[Data items]

┌────────

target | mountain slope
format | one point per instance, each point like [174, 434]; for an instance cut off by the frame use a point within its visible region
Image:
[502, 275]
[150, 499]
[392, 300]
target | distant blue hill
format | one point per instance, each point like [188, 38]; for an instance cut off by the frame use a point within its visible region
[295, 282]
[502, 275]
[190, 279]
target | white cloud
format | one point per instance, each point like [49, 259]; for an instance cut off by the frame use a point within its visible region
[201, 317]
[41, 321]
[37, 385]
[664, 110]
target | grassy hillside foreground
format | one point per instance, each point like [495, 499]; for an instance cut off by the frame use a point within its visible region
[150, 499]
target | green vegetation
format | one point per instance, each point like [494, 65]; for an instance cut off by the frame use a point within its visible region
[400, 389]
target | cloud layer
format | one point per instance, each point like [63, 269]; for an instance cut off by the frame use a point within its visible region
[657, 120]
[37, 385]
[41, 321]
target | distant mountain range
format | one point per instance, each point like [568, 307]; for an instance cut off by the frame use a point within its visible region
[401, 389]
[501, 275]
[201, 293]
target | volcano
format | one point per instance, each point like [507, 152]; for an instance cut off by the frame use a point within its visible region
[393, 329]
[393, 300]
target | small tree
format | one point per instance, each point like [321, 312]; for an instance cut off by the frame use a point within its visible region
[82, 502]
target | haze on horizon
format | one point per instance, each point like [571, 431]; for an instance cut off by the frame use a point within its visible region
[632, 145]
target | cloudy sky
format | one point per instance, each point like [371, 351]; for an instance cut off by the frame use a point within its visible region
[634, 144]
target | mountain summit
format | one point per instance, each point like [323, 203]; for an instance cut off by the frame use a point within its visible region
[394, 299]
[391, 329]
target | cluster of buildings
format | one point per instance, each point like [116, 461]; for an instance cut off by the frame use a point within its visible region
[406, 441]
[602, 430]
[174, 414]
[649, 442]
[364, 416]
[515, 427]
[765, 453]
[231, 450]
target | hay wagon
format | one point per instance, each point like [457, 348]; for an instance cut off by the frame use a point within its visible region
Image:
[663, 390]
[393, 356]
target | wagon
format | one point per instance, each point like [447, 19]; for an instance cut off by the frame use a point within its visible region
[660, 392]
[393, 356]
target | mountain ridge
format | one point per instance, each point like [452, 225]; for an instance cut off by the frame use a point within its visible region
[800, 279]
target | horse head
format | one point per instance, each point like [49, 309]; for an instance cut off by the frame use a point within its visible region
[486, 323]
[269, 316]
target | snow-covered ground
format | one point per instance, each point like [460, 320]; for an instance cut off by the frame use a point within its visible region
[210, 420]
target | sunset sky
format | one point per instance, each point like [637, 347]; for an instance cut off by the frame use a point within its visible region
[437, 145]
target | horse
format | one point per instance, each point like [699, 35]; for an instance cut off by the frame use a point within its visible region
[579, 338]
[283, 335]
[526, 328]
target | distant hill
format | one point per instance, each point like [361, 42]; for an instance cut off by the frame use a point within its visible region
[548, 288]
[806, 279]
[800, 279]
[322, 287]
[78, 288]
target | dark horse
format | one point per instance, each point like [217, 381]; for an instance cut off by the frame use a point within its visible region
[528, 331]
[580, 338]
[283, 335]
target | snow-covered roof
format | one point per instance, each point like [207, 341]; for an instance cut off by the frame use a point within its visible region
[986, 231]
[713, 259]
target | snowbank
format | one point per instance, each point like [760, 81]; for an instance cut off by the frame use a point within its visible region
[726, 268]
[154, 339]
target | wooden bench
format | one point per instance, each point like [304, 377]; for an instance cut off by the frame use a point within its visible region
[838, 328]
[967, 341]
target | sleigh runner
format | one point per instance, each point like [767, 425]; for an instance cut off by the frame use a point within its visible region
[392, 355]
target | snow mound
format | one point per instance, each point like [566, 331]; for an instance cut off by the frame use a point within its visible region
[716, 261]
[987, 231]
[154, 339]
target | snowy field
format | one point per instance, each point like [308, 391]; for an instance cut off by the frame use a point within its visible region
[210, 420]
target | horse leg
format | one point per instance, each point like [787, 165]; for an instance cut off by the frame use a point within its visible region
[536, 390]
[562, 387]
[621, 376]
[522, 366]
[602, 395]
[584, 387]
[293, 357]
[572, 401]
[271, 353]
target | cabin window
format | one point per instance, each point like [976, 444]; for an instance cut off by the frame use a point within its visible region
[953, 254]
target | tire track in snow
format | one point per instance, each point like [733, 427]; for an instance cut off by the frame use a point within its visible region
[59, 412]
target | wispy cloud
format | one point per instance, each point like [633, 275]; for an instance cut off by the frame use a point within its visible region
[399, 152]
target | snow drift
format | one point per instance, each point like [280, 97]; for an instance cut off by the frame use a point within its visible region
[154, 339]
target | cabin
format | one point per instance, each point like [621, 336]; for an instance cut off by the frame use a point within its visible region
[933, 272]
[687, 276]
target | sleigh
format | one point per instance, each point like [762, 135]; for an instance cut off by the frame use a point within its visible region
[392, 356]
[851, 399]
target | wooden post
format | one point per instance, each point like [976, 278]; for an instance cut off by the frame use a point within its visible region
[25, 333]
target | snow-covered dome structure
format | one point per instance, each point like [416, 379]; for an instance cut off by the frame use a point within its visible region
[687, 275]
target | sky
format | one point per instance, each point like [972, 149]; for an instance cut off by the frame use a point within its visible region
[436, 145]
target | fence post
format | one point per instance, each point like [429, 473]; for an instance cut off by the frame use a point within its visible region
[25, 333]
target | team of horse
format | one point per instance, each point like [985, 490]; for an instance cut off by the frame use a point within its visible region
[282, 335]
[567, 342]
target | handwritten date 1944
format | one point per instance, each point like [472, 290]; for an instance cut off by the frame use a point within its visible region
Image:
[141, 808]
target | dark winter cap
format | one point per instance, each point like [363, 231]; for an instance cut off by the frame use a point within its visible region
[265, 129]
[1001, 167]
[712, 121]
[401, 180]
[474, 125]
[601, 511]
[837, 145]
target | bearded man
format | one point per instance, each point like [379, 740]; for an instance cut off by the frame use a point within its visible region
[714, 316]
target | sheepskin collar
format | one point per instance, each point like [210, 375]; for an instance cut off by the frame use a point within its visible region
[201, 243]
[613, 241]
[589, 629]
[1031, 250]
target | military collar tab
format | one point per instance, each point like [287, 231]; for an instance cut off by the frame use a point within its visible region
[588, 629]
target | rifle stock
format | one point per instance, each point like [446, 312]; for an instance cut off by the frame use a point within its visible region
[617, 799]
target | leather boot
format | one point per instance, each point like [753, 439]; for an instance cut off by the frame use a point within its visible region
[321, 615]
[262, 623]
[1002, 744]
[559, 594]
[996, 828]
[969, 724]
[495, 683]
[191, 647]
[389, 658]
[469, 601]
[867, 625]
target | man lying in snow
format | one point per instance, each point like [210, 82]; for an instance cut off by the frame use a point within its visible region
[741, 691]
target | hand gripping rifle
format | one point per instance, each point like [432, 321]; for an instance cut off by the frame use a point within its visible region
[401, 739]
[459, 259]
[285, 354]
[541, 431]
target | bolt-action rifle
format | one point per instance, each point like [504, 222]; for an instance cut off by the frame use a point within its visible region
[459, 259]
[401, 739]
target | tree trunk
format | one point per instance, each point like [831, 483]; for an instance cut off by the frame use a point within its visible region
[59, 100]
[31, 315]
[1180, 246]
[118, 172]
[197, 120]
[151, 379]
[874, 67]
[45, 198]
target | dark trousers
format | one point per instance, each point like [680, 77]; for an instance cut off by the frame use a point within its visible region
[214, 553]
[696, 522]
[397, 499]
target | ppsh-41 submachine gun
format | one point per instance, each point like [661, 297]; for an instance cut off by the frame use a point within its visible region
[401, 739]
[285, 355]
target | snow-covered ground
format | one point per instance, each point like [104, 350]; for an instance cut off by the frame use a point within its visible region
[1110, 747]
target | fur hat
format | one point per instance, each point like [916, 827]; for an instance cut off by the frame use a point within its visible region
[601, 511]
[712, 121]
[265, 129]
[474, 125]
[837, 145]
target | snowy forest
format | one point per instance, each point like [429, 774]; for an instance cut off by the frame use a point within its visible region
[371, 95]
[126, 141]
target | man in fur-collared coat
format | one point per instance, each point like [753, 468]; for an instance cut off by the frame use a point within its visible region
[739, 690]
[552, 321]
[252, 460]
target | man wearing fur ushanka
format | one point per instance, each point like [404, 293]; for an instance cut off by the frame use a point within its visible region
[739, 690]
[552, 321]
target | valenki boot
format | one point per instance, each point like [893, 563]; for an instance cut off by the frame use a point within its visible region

└────────

DIRECTIONS: Take the lines above from the one containing "format | one point per instance, each point like [972, 149];" down to the one containing "target | dark winter cap", and transcribe them exactly, both ends included.

EXPECTED ANSWER:
format | one point per instance, each point like [972, 149]; for an instance cut off by the frame use a point within its visible region
[436, 145]
target | fence post
format | one point per instance, each point like [429, 473]; for an instance cut off by the frame use a point within its visible region
[25, 333]
target | team of horse
format | one point per instance, each point like [985, 490]; for an instance cut off by the frame use a point within its visible region
[282, 335]
[567, 342]
target | handwritten date 1944
format | one point per instance, each point like [472, 290]; for an instance cut off by the frame use a point within its visible region
Image:
[141, 808]
target | dark winter cap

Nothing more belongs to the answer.